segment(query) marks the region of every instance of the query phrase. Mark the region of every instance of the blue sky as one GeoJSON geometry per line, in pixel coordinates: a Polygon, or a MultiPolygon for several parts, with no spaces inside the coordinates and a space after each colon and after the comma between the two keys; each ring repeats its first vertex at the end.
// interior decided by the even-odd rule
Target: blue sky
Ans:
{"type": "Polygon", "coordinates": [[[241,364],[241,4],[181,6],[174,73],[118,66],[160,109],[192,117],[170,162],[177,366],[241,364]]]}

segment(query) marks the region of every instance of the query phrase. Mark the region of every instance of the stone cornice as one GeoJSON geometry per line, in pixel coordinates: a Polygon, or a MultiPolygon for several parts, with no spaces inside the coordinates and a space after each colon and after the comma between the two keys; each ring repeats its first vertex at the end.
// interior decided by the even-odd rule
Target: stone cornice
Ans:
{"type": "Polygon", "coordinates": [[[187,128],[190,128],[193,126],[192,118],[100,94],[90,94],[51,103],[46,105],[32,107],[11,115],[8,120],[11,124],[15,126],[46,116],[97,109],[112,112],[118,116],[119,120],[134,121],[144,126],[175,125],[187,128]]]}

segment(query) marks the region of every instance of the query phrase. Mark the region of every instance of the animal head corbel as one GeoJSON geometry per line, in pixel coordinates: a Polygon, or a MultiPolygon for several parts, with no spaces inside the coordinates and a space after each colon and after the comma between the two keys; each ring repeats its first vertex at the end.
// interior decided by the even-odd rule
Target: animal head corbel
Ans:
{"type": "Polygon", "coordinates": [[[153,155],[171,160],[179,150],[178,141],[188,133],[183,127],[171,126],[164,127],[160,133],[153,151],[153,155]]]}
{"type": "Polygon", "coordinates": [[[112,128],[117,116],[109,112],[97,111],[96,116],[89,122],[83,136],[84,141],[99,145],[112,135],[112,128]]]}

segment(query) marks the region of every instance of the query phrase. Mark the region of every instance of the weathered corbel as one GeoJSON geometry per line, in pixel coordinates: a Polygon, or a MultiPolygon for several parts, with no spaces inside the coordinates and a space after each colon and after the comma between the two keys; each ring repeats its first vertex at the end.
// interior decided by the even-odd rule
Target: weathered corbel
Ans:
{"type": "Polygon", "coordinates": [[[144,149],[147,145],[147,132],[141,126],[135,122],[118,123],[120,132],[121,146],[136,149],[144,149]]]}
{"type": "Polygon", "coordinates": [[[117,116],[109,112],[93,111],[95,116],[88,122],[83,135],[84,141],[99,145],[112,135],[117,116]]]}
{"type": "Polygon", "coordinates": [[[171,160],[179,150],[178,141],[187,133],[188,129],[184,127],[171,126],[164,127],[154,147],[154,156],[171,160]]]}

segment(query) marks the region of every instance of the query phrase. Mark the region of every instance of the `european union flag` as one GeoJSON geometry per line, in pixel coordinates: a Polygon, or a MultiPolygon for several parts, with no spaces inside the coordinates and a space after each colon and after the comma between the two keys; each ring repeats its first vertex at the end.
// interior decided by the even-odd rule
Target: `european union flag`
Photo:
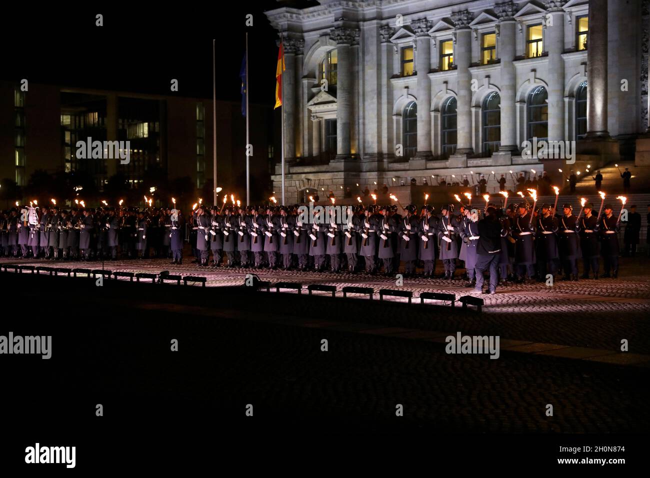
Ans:
{"type": "Polygon", "coordinates": [[[244,54],[244,58],[242,59],[242,68],[239,70],[239,77],[242,81],[242,116],[246,116],[246,53],[244,54]]]}

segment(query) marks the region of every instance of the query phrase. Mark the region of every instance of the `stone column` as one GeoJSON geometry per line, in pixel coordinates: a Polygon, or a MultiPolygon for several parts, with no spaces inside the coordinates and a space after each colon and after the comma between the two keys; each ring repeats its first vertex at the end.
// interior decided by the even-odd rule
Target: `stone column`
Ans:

* * * * * * *

**AIM OF THE EXERCISE:** Extract each line of the data above that contains the string "stone". Case counts.

**SOLUTION FOR THIS TASK:**
segment(query) marks the region of every instance of the query phrase. Mark the region of every instance of the stone cornice as one GeoJSON geometry per line, in pixel coordinates: a Polygon, or a MultiPolygon for several parts, with no spaces inside the coordinates and a space after each colon and after the comma between the two keys; each ring repeats its first vertex at the end.
Target: stone cornice
segment(query) marks the region of every instance of the query phrase. Mark the region of every instance of the `stone column` as one GeoJSON geometry per line, in pixel coordinates: a Polygon, or a MultiPolygon for several parts, with no spaces inside the coordinates and a space after each colon and after the comma between the two keys; each ring repeats its first vertex at the end.
Target: `stone column`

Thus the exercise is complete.